Exercise
What you return should be every record, retyped without a single change.

(Data extracted from a collection)

*** Block opens ***

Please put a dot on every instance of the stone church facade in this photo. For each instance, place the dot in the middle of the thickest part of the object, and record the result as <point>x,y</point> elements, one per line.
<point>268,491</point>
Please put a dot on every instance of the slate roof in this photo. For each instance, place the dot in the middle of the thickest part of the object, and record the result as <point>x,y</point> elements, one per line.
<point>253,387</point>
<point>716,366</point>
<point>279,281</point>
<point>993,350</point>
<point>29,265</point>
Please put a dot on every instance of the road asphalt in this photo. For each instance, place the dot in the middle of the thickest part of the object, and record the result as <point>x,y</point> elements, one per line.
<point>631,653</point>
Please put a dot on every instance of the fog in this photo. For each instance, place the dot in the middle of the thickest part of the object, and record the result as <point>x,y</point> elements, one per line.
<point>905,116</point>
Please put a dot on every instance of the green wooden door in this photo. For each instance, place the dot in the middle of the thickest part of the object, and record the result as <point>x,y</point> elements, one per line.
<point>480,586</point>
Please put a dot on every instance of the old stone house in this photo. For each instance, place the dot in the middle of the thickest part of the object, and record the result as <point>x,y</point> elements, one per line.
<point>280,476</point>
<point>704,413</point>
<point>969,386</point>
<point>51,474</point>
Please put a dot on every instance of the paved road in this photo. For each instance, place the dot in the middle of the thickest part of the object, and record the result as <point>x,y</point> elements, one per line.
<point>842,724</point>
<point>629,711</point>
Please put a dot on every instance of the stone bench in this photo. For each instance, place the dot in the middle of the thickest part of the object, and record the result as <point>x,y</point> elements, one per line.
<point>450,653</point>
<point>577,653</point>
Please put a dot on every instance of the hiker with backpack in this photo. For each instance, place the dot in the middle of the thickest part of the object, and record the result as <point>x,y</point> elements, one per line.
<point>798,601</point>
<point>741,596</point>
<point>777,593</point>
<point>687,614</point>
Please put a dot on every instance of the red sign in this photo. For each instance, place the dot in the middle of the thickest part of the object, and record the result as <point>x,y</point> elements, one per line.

*** Block closes ***

Result for this task
Please put a dot on every instance of the stone church facade in this photo. For each instance, place the dot in the middle of the thickest part of the object, and record the result as <point>x,y</point> elements, one per line.
<point>268,491</point>
Please put a dot on every instance of the slate roof in this photo. For each instance, place the dot in the middle of the thickest part of the object, and record the result as <point>x,y</point> elements, one per line.
<point>253,387</point>
<point>716,366</point>
<point>279,281</point>
<point>993,350</point>
<point>29,265</point>
Please put a dot on every instance of the road asphalt in this photo. For each instance, place the dot in the middle of the thickest part of the object, and record the result as <point>x,y</point> elements, one per line.
<point>631,653</point>
Please put a dot on every instance of the fog in this photo. For each instance, place the dot in the middle of the thickest part of the object, and record the result as <point>x,y</point> elements, one per line.
<point>905,116</point>
Please put a dot on every instance of the green wooden door in this photo. For each instance, place the dot in the middle of the thickest part of the object, and record the result as <point>x,y</point> elements, one per line.
<point>480,586</point>
Please put a dot on every instance of the old stone house in this photo. For each instance, place the dot in the middle of the thickest part of the object, and record the result as <point>x,y</point> elements, one per line.
<point>280,476</point>
<point>704,413</point>
<point>969,386</point>
<point>51,474</point>
Please put a dot on every instance of the paved road in this photo. For each instance, place the dot in the middle of the thickest part of the object, and record the result as <point>x,y</point> elements, one per line.
<point>842,724</point>
<point>629,711</point>
Please put a dot on every instance of the stone bench in this photo. For each instance, place the dot in the middle of the thickest part of the object, and record the result as <point>x,y</point> elements, one per line.
<point>450,653</point>
<point>577,653</point>
Please put a dot on every instance of the hiker with backpack in this photo. For each instance, place the dot in the middle of the thickest part of the object, and record the result as <point>x,y</point> elements, one per line.
<point>798,601</point>
<point>741,596</point>
<point>777,593</point>
<point>687,614</point>
Please put a dot on every instance of the red sign in this photo. For each instance, place the dot in the middle of the thickest part of the object, and record the result as <point>x,y</point> elements, one per line.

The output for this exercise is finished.